* TASK STATEMENT *
Pull out every line of the records below that contains the string "boot", and copy each one as it appears.

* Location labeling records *
----------------------------------------
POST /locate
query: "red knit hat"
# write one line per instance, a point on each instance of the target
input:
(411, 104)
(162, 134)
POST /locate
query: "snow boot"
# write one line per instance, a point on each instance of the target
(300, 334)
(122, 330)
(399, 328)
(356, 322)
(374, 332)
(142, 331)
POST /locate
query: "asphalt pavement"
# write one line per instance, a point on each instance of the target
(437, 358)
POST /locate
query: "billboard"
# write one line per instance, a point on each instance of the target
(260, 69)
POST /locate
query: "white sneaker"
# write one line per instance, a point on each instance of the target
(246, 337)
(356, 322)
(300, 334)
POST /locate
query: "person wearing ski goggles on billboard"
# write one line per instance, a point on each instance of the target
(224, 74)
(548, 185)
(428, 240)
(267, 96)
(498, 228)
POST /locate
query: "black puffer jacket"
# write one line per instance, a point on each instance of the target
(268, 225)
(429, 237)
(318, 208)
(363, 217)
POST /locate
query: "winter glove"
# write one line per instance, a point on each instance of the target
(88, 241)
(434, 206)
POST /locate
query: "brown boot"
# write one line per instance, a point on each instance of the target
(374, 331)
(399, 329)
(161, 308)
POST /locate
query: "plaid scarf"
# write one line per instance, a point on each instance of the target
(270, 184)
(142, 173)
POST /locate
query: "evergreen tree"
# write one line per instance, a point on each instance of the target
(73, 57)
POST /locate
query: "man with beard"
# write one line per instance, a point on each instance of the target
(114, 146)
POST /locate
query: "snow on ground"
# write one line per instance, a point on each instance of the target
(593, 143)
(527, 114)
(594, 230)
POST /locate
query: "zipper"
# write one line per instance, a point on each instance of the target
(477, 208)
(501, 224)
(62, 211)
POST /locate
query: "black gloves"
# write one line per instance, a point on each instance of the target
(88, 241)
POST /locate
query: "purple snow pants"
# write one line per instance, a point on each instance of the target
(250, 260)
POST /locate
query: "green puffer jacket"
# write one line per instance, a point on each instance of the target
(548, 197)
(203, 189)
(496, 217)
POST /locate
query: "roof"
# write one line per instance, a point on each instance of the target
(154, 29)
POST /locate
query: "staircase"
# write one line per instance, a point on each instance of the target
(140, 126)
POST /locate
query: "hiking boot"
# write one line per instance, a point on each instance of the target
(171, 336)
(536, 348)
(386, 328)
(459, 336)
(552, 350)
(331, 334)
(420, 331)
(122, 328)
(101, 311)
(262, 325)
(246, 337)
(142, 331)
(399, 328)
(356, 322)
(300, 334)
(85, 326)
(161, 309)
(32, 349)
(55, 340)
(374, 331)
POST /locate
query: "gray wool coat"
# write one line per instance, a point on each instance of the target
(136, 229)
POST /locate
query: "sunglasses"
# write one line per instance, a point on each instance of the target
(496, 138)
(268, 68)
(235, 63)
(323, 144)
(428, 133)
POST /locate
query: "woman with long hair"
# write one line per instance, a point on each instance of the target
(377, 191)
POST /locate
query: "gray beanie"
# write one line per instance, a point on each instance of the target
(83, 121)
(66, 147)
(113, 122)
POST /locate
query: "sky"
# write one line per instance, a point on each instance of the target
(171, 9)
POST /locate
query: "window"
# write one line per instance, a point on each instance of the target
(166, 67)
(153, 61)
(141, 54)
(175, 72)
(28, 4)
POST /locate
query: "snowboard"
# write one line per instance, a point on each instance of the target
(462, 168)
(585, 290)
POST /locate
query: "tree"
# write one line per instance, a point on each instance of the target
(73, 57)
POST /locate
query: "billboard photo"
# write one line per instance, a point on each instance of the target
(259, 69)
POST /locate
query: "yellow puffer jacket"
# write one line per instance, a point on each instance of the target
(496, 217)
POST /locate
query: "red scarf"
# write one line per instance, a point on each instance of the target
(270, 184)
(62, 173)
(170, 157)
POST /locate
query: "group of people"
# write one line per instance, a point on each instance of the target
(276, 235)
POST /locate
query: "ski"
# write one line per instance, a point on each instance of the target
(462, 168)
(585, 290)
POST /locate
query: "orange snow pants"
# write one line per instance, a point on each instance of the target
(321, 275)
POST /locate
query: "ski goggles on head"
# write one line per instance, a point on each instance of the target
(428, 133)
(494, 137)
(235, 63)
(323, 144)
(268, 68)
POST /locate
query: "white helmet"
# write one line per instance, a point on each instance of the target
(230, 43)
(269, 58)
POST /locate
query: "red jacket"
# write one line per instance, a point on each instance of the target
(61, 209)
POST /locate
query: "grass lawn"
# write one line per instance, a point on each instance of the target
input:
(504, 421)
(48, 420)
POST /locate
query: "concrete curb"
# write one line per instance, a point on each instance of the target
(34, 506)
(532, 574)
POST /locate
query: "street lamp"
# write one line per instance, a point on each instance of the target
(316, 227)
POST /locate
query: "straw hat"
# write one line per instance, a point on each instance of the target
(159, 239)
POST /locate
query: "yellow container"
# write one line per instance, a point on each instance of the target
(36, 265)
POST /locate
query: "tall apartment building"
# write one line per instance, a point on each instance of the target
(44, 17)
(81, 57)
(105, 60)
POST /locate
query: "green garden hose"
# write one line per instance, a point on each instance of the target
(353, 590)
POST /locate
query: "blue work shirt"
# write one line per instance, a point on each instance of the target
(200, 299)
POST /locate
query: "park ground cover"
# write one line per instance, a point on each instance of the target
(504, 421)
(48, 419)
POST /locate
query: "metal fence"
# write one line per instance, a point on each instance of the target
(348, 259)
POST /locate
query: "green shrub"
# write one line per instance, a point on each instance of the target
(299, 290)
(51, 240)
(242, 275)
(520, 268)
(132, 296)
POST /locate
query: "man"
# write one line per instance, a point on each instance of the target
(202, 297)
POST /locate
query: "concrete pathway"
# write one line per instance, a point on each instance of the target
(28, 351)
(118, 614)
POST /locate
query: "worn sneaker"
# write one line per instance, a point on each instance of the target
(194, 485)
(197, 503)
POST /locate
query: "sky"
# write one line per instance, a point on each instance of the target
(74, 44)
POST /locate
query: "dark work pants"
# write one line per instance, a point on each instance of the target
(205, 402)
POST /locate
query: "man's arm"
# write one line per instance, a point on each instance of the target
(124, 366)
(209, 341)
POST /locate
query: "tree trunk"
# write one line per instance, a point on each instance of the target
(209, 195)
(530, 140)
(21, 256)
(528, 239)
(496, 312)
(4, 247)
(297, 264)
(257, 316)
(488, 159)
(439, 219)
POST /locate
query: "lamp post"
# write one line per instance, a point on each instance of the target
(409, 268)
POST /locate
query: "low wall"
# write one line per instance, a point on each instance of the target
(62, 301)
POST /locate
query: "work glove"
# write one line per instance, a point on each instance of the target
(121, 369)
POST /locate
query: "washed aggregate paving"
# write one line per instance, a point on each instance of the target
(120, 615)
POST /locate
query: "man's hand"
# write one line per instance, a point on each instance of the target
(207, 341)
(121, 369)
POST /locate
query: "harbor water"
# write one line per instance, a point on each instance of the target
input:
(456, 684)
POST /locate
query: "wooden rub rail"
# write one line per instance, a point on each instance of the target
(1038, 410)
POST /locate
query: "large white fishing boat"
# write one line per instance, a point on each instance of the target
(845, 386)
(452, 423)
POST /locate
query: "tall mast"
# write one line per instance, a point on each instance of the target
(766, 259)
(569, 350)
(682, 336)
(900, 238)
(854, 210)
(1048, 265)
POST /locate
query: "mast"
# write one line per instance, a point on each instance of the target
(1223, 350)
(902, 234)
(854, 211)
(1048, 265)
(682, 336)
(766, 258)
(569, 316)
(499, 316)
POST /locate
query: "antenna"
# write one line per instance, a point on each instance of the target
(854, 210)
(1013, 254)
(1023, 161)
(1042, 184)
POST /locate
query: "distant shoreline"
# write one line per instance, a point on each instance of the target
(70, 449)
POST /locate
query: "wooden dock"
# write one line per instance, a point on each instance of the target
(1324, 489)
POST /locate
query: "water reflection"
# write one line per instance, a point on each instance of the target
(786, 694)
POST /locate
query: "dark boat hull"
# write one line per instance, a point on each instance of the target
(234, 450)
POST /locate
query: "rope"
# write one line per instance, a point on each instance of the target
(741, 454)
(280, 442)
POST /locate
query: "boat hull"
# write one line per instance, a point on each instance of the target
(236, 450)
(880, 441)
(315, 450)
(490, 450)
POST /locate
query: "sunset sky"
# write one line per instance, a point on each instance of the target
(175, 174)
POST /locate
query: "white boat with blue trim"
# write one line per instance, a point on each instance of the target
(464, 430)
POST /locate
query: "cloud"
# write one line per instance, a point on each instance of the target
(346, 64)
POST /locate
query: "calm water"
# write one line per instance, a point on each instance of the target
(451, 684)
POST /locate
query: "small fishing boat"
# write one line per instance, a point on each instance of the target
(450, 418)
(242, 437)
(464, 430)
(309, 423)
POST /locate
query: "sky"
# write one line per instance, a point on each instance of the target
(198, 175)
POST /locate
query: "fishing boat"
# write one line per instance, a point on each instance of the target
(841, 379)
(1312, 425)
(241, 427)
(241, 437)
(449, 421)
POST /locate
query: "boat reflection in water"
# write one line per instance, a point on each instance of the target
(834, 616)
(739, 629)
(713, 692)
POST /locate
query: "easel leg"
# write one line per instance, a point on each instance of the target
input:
----------------------------------------
* CORRECT RESPONSE *
query: "snow boot"
query: "brown boot"
query: "hiking boot"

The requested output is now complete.